*** Opening Document text ***

Ecoregion in western Asia

The Azerbaijan shrub desert and steppe is a deserts and xeric shrublands ecoregion in western Asia. It lies in the lowlands west of the Caspian Sea, and covers portions of Azerbaijan, Georgia, and Iran.

==Geography==
The ecoregion lies mostly in the Kura-Aras Lowland, drained by the Kura River which flows eastward to empty into the Caspian Sea, and its southern tributary the Aras. It is bounded on the north by the Caucasus range, on the west by the Lesser Caucasus, and on the southwest by the Armenian Highlands, on the south by the Elburz Range, and on the east by the Caspian Sea. 70% of the ecoregion is within Azerbaijan, extending into eastern Georgia and northwestern Iran. Elevations range from -27 meters along the shore of the Caspian Sea to 900 meters above sea level.

Baku, Azerbaijan's capital and largest city, is in the ecoregion, as is Tbilisi, Georgia's capital and largest city.

==Climate==
The climate of the ecoregion is semi-arid to arid, temperate, and continental. The ecoregion has a long, hot summer and a short winter with mild temperatures. Average annual precipitation is 300 to 400 mm.

==Flora==
The main plant communities include shrub deserts, steppe, open woodlands, riparian forests in river floodplains, and wetlands.

Desert communities are characterized by species of wormwood shrubs (Artemisia), along with other shrubs, grasses, and herbs. Wormwood deserts are dominated by Artemisia lercheana along with the short-lived grasses Poa bulbosa and Catabrosella humilis. Salsola deserts are dominated by the shrubs Salsola nodulosa and Salsola ericoides.

Areas with saline soils are made up of halophytic plants, and are of two are two main types - Salsola dendroides deserts with ephemeral herbs and grasses and Artemisia lercheana, and halophytic wormwood deserts of Artemisia szowitziana with therophytes, including species of Petrosimonia, Climacoptera, Salicornia, and Halimocnemis.

*** Closing Document text ***

Tasks to perform.
A - According to the passage on the Azerbaijan shrub desert and steppe, what share of the ecoregion lies within Azerbaijan?
B - Reproduce verbatim the passage on the Azerbaijan shrub desert and steppe from "The Azerbaijan shrub" up to and including "Georgia, and Iran.".

*** Opening Source information ***

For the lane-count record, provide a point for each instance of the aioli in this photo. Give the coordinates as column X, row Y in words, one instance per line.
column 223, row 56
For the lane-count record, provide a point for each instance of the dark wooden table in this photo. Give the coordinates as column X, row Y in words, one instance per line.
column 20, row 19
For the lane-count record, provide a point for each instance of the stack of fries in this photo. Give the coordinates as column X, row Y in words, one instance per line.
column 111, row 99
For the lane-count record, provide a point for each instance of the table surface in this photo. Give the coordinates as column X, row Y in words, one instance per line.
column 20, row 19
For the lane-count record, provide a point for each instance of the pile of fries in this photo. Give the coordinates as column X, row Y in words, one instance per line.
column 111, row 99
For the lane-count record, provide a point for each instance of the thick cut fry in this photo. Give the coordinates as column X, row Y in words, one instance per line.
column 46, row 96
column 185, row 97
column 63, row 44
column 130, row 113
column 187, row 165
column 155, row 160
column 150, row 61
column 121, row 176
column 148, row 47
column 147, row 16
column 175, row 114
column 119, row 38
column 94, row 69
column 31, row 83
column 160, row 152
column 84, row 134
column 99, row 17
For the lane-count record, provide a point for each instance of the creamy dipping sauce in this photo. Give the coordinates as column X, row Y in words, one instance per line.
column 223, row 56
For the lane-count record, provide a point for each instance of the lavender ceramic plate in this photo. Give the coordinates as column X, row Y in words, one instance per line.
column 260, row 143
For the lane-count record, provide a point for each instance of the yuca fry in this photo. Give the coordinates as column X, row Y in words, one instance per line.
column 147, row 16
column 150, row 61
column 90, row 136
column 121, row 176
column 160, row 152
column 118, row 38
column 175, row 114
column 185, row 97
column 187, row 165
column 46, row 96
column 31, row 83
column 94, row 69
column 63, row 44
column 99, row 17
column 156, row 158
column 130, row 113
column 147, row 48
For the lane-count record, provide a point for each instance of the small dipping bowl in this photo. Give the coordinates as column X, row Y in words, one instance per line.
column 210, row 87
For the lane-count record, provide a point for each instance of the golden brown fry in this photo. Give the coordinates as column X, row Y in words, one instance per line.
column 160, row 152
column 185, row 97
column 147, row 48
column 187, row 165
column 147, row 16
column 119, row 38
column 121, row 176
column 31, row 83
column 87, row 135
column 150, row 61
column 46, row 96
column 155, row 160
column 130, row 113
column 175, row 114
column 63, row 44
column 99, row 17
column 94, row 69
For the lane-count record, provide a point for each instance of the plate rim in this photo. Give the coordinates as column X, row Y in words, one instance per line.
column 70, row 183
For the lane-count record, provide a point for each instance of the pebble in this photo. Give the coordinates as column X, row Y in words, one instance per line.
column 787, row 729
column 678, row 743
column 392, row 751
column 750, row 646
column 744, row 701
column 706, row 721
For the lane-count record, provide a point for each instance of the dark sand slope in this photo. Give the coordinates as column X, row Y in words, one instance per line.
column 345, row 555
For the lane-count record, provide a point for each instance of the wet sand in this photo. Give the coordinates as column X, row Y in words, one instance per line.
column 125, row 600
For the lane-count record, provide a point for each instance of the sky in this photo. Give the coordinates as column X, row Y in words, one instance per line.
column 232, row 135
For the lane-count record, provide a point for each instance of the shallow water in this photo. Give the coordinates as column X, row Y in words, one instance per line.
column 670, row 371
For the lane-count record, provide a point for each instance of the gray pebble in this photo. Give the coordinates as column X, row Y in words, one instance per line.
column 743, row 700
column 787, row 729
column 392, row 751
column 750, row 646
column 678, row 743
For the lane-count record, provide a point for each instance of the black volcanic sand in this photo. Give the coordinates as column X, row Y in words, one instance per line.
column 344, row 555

*** Closing Source information ***

Problem solutions.
A - 70%

B -
The Azerbaijan shrub desert and steppe is a deserts and xeric shrublands ecoregion in western Asia. It lies in the lowlands west of the Caspian Sea, and covers portions of Azerbaijan, Georgia, and Iran.